Marketing Technology

I recently saw a fun post on LinkedIn. Milestone Systems was bragging about how they have added GPU acceleration to their VMS, but the accompanying picture was from a different VMS vendor. My curiosity had the better of me, and I decided to look for the original press release. The image was gone, but the text is bad enough.

Let’s examine :

Pioneering Hardware Acceleration
In the latest XProtect releases, Milestone has harvested the advantages of the close relationships with Intel and Microsoft by implementing hardware acceleration. The processor-intensive task of decoding (rendering) video is offloaded to the dedicated graphics system (GPU) inside the processer [sic], leaving the main processor free to take on other tasks. The GPU is optimized to handle computer graphics and video, meaning these tasks will be greatly accelerated. Using the technology in servers can save even more expensive computer muscle.

“Pioneering” means that you do something before other people. OnSSI did GPU acceleration in version 1.0 of Ocularis, which is now 8 or 9 years old. Even the very old NetSwitcher app used DirectX for fast YUV conversion. Avigilon has been doing GPU acceleration for a while too, and I suspect others have as well. The only “pioneering” here is how far you can stretch the bullshit.

Furthermore, Milestone apparently needs a “close relationship” with Microsoft and Intel to use standard and publicly available quick sync tech. They could also have used FFMpeg.

### Record excerpts

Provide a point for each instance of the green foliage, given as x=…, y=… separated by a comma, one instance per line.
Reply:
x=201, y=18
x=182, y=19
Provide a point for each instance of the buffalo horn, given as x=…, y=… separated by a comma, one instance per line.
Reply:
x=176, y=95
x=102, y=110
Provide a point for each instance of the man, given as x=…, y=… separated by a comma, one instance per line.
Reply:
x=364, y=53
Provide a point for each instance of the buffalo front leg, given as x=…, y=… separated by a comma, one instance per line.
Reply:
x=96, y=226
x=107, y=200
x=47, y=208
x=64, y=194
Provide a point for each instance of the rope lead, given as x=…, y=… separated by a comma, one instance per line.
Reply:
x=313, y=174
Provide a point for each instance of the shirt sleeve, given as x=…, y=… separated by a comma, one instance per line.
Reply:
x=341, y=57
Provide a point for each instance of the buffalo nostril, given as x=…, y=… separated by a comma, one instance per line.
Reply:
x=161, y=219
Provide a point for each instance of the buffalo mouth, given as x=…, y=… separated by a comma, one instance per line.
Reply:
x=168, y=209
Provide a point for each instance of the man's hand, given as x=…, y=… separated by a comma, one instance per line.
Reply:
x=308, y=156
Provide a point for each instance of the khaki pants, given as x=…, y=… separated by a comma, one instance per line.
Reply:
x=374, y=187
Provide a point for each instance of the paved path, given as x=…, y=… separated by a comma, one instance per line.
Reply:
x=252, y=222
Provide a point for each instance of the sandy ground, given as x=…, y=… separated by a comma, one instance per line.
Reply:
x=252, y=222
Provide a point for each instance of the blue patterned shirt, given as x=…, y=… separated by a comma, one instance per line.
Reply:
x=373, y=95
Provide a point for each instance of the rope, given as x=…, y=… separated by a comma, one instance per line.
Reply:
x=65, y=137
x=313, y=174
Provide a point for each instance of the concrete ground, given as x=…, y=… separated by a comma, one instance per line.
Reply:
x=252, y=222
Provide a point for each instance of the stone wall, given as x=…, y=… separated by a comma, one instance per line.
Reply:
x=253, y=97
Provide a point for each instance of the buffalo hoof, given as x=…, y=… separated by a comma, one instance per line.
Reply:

### Problems and tasks
(A) Write out the post on Milestone's GPU acceleration claims in full, word for word.
(B) Output a numbered list of the lines in the entries, starting with the line that contains "Provide a point for each instance of the buffalo horn, given" and going on through the line that contains "x=364, y=53", both included. Leave out any blank lines.
The text and the entries were taken from unrelated sources.

### Responses to the exercise
(A)
Marketing Technology

I recently saw a fun post on LinkedIn. Milestone Systems was bragging about how they have added GPU acceleration to their VMS, but the accompanying picture was from a different VMS vendor. My curiosity had the better of me, and I decided to look for the original press release. The image was gone, but the text is bad enough.

Let’s examine :

Pioneering Hardware Acceleration
In the latest XProtect releases, Milestone has harvested the advantages of the close relationships with Intel and Microsoft by implementing hardware acceleration. The processor-intensive task of decoding (rendering) video is offloaded to the dedicated graphics system (GPU) inside the processer [sic], leaving the main processor free to take on other tasks. The GPU is optimized to handle computer graphics and video, meaning these tasks will be greatly accelerated. Using the technology in servers can save even more expensive computer muscle.

“Pioneering” means that you do something before other people. OnSSI did GPU acceleration in version 1.0 of Ocularis, which is now 8 or 9 years old. Even the very old NetSwitcher app used DirectX for fast YUV conversion. Avigilon has been doing GPU acceleration for a while too, and I suspect others have as well. The only “pioneering” here is how far you can stretch the bullshit.

Furthermore, Milestone apparently needs a “close relationship” with Microsoft and Intel to use standard and publicly available quick sync tech. They could also have used FFMpeg.

(B)
1. Provide a point for each instance of the buffalo horn, given as x=…, y=… separated by a comma, one instance per line.
2. Reply:
3. x=176, y=95
4. x=102, y=110
5. Provide a point for each instance of the man, given as x=…, y=… separated by a comma, one instance per line.
6. Reply:
7. x=364, y=53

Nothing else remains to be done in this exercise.